# Cool tube Glass?



## widowmaker (Apr 16, 2008)

Does anyone know of any glass tubing that can be used for a cool tube.  The Bake a round ones are kinda pricey, and the Hurrican Glass at Hobby lobby isnt big enough.  Thanks


----------



## Fretless (Apr 16, 2008)

There's hurricane glass large enough for a 600watt bulb at Michael's Crafts, and probably any similar arts and crafts store.


----------



## widowmaker (Apr 16, 2008)

Yea, cool, well they closed down our micheals,  but Ill look around for another crafts store tomorrow.


----------



## IRISH (Apr 17, 2008)

i seen those bake-a-rounds on e-bay dirt cheap, under $10...


----------



## widowmaker (Apr 17, 2008)

really, i look all day yesterday, couldent find one under 30 buck with shipping.


----------



## Firepower (Apr 17, 2008)

what ate these bake-arounds?


----------



## brushybill (Apr 17, 2008)

bake arounds are cylindrical pieces of pyrex used for baking bread


----------



## headband (Apr 17, 2008)

they are perfect to use as cool tubes, since pyrex glass pretty much wont break under heat.


----------



## NorCalHal (Apr 18, 2008)

Pardon my ignorance, but what are you guys talking about? They make "enclosures" that cool the bulbs? I am VERY interested.

Links?


----------



## widowmaker (Apr 18, 2008)

Well, went to Micheals at a  nearby town and found some hurricane glass that is perfect, thanks for the help


----------



## Hick (Apr 19, 2008)

NorCalHal said:
			
		

> Pardon my ignorance, but what are you guys talking about? They make "enclosures" that cool the bulbs? I am VERY interested.
> 
> Links?


http://www.marijuanapassion.com/forum/showthread.php?t=23982
here's a link to a DIY one, posted by our esteemed member barefootbob. This one happens to be made with a globe for a lantern.(hurricane glass) but "bake arounds" can be used exactly the same way, or there are 'factory' built units, I think.


----------



## NorCalHal (Apr 19, 2008)

Thank you.


----------



## Hick (Apr 19, 2008)

It is an absolutely fantastic addition to about any setup.. IMO. Even a simple vented hood does extreemly well at reducing heat and allowing you to get the lights 'close'.


----------



## NorCalHal (Apr 19, 2008)

I run 6" aircooled rioght now, but it is allways good to see how others cool their systems.


----------



## Hick (Apr 19, 2008)

ahhh.. then you aren't unfamiliar with the 'concept', only the "name"..


----------

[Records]
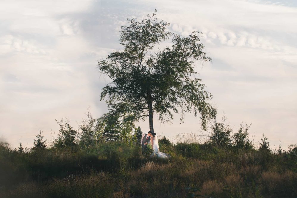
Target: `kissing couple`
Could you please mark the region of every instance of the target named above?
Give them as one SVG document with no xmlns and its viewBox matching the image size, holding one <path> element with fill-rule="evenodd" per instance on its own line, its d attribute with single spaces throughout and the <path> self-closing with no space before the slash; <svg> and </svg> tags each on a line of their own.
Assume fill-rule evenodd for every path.
<svg viewBox="0 0 297 198">
<path fill-rule="evenodd" d="M 150 155 L 150 157 L 156 157 L 158 158 L 168 158 L 171 156 L 168 154 L 159 151 L 159 144 L 158 143 L 158 137 L 157 134 L 150 131 L 148 133 L 143 134 L 140 140 L 142 154 L 146 156 L 148 152 L 148 144 L 151 144 L 153 148 L 153 153 Z"/>
</svg>

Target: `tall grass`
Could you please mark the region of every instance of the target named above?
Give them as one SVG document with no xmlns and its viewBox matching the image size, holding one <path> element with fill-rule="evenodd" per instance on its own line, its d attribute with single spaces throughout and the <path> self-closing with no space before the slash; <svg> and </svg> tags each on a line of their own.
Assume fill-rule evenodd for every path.
<svg viewBox="0 0 297 198">
<path fill-rule="evenodd" d="M 0 197 L 295 197 L 297 149 L 280 154 L 204 143 L 160 141 L 172 157 L 147 159 L 140 146 L 82 148 L 0 145 Z"/>
</svg>

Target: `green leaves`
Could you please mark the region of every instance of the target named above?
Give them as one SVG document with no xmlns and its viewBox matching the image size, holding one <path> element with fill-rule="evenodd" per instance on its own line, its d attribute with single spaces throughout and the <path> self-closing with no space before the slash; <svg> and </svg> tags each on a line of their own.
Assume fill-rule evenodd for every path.
<svg viewBox="0 0 297 198">
<path fill-rule="evenodd" d="M 156 11 L 140 22 L 128 19 L 130 25 L 122 26 L 120 32 L 123 50 L 99 62 L 99 70 L 112 80 L 102 89 L 100 100 L 107 97 L 111 110 L 125 109 L 135 120 L 149 114 L 152 122 L 155 114 L 161 121 L 170 122 L 173 113 L 180 111 L 182 122 L 185 113 L 193 111 L 196 116 L 199 112 L 205 127 L 211 95 L 200 79 L 193 78 L 197 74 L 193 64 L 211 59 L 202 51 L 198 32 L 184 37 L 168 32 L 169 23 L 159 21 Z M 171 36 L 171 47 L 153 52 L 157 45 Z M 123 104 L 129 108 L 119 107 Z"/>
</svg>

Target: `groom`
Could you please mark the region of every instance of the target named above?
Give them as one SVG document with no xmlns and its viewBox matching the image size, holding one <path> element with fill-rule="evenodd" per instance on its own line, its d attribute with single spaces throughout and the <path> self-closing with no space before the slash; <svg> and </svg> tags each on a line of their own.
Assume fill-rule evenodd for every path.
<svg viewBox="0 0 297 198">
<path fill-rule="evenodd" d="M 140 144 L 141 144 L 142 155 L 147 155 L 148 144 L 150 142 L 151 138 L 153 136 L 152 132 L 150 131 L 148 132 L 147 134 L 145 133 L 142 135 Z"/>
</svg>

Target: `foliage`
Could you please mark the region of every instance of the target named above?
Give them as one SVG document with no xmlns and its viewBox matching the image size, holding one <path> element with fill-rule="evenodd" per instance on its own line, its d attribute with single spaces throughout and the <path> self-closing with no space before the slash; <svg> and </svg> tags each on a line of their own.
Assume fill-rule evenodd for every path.
<svg viewBox="0 0 297 198">
<path fill-rule="evenodd" d="M 133 138 L 135 127 L 129 113 L 118 114 L 111 110 L 104 114 L 98 120 L 98 133 L 106 141 L 130 141 Z"/>
<path fill-rule="evenodd" d="M 280 155 L 282 154 L 282 147 L 281 147 L 281 145 L 279 144 L 279 149 L 277 150 L 277 153 L 279 155 Z"/>
<path fill-rule="evenodd" d="M 33 149 L 36 150 L 37 149 L 41 149 L 45 148 L 46 146 L 45 144 L 45 141 L 43 141 L 42 139 L 43 138 L 43 136 L 41 135 L 41 131 L 39 131 L 39 134 L 36 136 L 36 137 L 37 138 L 37 139 L 34 140 L 34 147 L 33 147 Z M 21 143 L 20 143 L 20 147 L 21 146 Z"/>
<path fill-rule="evenodd" d="M 213 144 L 236 149 L 252 149 L 254 144 L 250 139 L 248 132 L 250 125 L 246 123 L 244 127 L 242 123 L 239 129 L 233 133 L 229 125 L 225 123 L 227 119 L 225 114 L 224 114 L 219 122 L 217 118 L 217 107 L 213 106 L 206 131 L 209 135 L 203 134 L 203 135 L 209 138 L 210 142 Z"/>
<path fill-rule="evenodd" d="M 248 132 L 248 130 L 250 126 L 250 125 L 246 124 L 245 128 L 242 125 L 242 123 L 241 123 L 239 129 L 232 136 L 234 147 L 248 150 L 253 148 L 253 143 L 250 140 Z"/>
<path fill-rule="evenodd" d="M 280 155 L 267 155 L 252 149 L 179 143 L 173 145 L 169 161 L 147 160 L 139 145 L 122 142 L 78 150 L 46 148 L 21 155 L 1 146 L 1 197 L 273 198 L 297 194 L 296 146 Z M 148 187 L 154 190 L 146 190 Z"/>
<path fill-rule="evenodd" d="M 263 138 L 261 139 L 262 143 L 260 143 L 260 146 L 259 147 L 259 149 L 260 150 L 268 152 L 271 151 L 271 150 L 269 148 L 269 142 L 266 141 L 268 139 L 265 137 L 264 133 L 263 133 Z"/>
<path fill-rule="evenodd" d="M 156 10 L 155 11 L 156 11 Z M 148 116 L 150 131 L 153 132 L 153 117 L 170 122 L 172 111 L 197 112 L 205 127 L 211 96 L 204 90 L 201 79 L 191 76 L 198 73 L 193 64 L 198 60 L 211 60 L 203 51 L 199 32 L 182 37 L 167 31 L 169 24 L 149 15 L 140 22 L 128 19 L 123 26 L 120 41 L 123 49 L 117 50 L 98 62 L 99 70 L 109 77 L 111 83 L 102 89 L 101 100 L 106 100 L 111 110 L 121 114 L 131 114 L 133 120 Z M 172 36 L 172 45 L 153 53 L 157 45 Z"/>
<path fill-rule="evenodd" d="M 87 109 L 86 114 L 88 119 L 83 120 L 82 123 L 79 126 L 79 144 L 82 147 L 88 147 L 103 141 L 102 133 L 100 129 L 102 123 L 99 119 L 93 119 L 90 110 Z"/>
<path fill-rule="evenodd" d="M 56 121 L 57 121 L 56 120 Z M 73 129 L 70 126 L 69 120 L 66 119 L 66 122 L 63 124 L 63 120 L 57 123 L 60 126 L 57 138 L 55 138 L 54 146 L 57 148 L 73 147 L 76 144 L 78 137 L 77 130 Z"/>
<path fill-rule="evenodd" d="M 18 148 L 18 152 L 20 153 L 22 153 L 24 152 L 24 148 L 22 145 L 22 143 L 20 142 L 20 146 Z"/>
<path fill-rule="evenodd" d="M 208 125 L 206 131 L 209 134 L 207 136 L 213 144 L 223 147 L 229 147 L 231 145 L 231 134 L 232 129 L 225 122 L 226 119 L 224 114 L 220 122 L 217 119 L 218 110 L 213 107 L 208 118 Z"/>
<path fill-rule="evenodd" d="M 140 145 L 143 134 L 143 133 L 141 131 L 141 129 L 140 128 L 140 127 L 138 127 L 136 128 L 133 137 L 133 142 L 135 142 L 137 144 Z"/>
</svg>

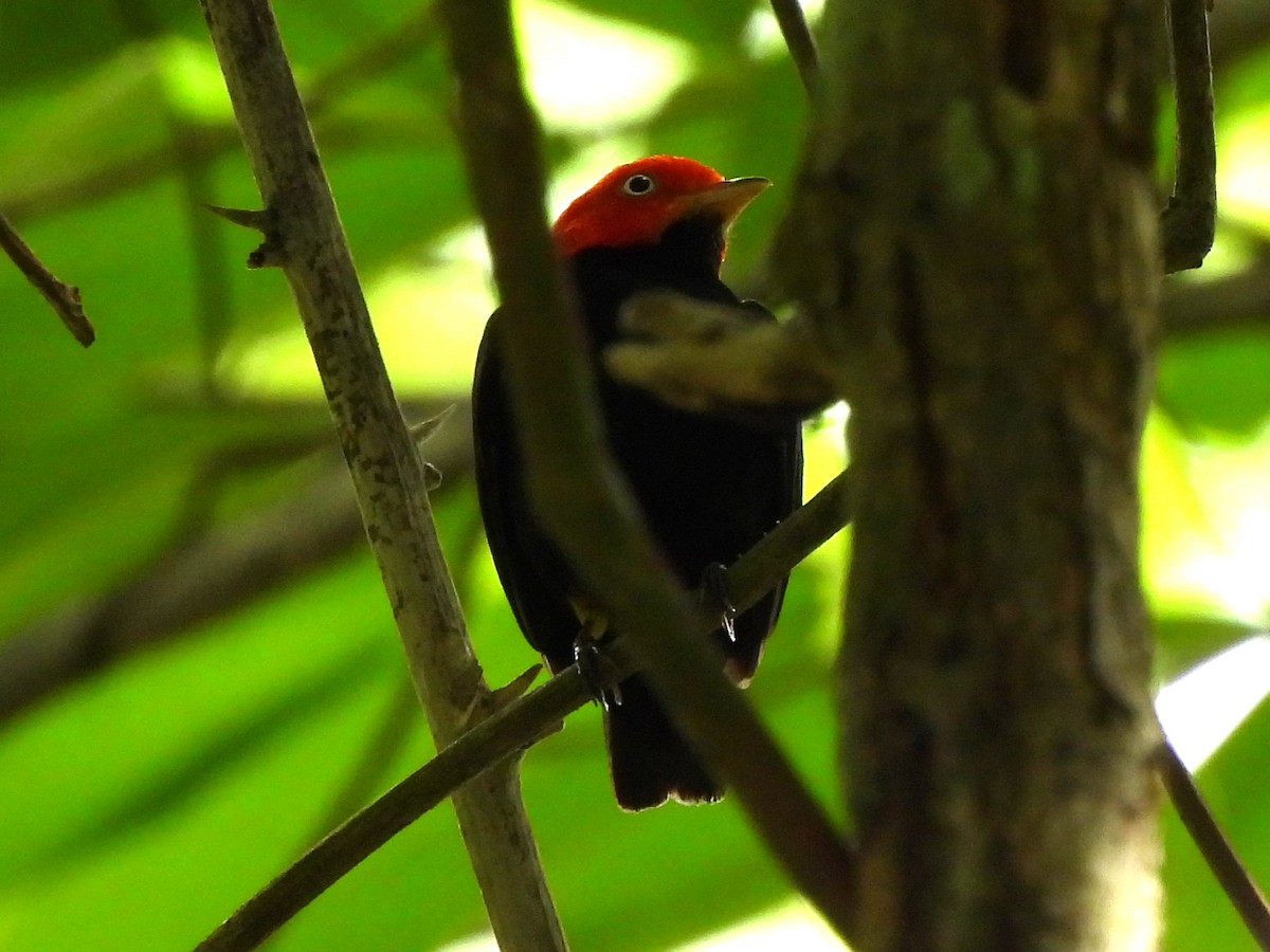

Goal
Reproduce verbatim the portion of the cool tube glass thread starting with "It is an absolutely" and going on through "cool their systems.".

Written response
It is an absolutely fantastic addition to about any setup.. IMO. Even a simple vented hood does extreemly well at reducing heat and allowing you to get the lights 'close'.


----------



## NorCalHal (Apr 19, 2008)

I run 6" aircooled rioght now, but it is allways good to see how others cool their systems.